**EXERCISE OBJECTIVE**
Update every one of the records below so that "pixel coordinates" reads "image coordinates" wherever it occurs, with nothing else changed.

**DATASET ENTRIES**
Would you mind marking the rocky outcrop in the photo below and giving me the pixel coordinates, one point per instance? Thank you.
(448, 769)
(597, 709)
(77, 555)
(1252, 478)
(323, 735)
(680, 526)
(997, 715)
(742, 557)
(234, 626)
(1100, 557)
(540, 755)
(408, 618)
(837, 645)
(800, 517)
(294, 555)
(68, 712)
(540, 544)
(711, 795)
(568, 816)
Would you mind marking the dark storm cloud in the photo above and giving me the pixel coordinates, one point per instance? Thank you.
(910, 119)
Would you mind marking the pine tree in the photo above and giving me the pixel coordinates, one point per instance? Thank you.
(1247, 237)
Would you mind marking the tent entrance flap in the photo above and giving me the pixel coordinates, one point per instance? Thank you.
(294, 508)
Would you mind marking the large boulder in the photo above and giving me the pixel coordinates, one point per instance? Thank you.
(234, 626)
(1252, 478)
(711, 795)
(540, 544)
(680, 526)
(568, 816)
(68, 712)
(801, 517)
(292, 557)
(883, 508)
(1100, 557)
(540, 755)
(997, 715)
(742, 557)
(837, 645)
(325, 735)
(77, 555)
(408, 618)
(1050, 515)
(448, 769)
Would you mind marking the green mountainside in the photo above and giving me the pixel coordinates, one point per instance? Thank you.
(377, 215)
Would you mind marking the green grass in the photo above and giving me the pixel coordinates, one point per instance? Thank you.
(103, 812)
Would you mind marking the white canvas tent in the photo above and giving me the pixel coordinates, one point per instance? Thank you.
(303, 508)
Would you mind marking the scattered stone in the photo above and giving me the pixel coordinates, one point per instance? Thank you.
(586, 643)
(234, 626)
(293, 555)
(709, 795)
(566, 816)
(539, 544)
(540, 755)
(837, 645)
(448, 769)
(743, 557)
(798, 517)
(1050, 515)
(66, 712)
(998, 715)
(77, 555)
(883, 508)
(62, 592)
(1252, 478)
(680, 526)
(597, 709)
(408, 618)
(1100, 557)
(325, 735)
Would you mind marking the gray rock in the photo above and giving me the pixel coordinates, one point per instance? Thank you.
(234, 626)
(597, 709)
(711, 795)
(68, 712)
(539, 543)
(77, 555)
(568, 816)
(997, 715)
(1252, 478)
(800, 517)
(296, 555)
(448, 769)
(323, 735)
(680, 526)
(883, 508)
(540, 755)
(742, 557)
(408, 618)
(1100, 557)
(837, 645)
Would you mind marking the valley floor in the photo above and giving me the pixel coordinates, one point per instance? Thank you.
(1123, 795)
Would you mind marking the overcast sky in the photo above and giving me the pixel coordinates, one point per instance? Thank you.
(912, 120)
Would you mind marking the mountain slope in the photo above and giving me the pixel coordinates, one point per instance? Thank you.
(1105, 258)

**SOLVED EXERCISE**
Would you mind marking the rocky outcrop in the photo below and giving me the image coordinates, one point per instance? Thank you.
(448, 769)
(597, 709)
(77, 555)
(1252, 478)
(323, 735)
(680, 526)
(997, 715)
(742, 557)
(234, 626)
(1100, 557)
(540, 755)
(408, 618)
(837, 645)
(800, 517)
(294, 555)
(68, 712)
(540, 544)
(711, 795)
(568, 816)
Would you mind marking the dark storm cloud in the photo above and giving me the image coordinates, one point per instance? Thank you.
(910, 119)
Would you mind marking the pine tree in the photo above and giving me the image coordinates, one point per instance? Thank you.
(1247, 237)
Would you mind marking the tent entrance flap in the photo above and giving me the image coordinates, one point per instance? Thank you.
(294, 508)
Would you mind marking the large boulder in the photo above and giving me the image coordinates, one point per instance? Thank you.
(234, 626)
(1252, 478)
(711, 795)
(540, 544)
(680, 526)
(568, 816)
(68, 712)
(801, 517)
(292, 557)
(883, 508)
(1100, 557)
(540, 755)
(997, 715)
(742, 557)
(837, 645)
(325, 735)
(77, 555)
(408, 618)
(1050, 515)
(448, 769)
Would you mind marking the green mountainside in the photo above and giving me the image coordinates, one point per instance? Thank you.
(377, 215)
Would you mind marking the green grass in the photo above and giving me the image coordinates, one point per instance? Thank you.
(103, 812)
Would you mind marking the white canvas tent in the photo above and giving me the image coordinates, one point per instance? Thank you.
(303, 508)
Would you mind marking the scattered stone in the photo above and giving me the image coordinates, one point per instance? Thank you.
(586, 643)
(234, 626)
(293, 555)
(709, 795)
(566, 816)
(539, 544)
(540, 755)
(837, 645)
(448, 769)
(743, 557)
(798, 517)
(1050, 515)
(66, 712)
(998, 715)
(77, 555)
(883, 508)
(62, 592)
(1252, 478)
(680, 526)
(597, 709)
(408, 618)
(1100, 557)
(325, 735)
Would you mind marking the gray rock in the photo above and giving me the image coordinates, one point per instance? Thank you.
(234, 626)
(597, 709)
(711, 795)
(68, 712)
(539, 543)
(77, 555)
(568, 816)
(997, 715)
(1252, 478)
(800, 517)
(296, 555)
(448, 769)
(323, 735)
(680, 526)
(883, 508)
(540, 755)
(742, 557)
(408, 618)
(1100, 557)
(837, 645)
Would you mind marking the valley floor in the photo above and giving me the image coordinates, one point per instance? Thank you.
(1123, 795)
Would you mind marking the overcast sky in the photo above and giving me the image coordinates, one point per instance? Thank you.
(912, 120)
Would you mind marking the mountain slope in the photo above and giving me the image coordinates, one point per instance? Thank you.
(1105, 258)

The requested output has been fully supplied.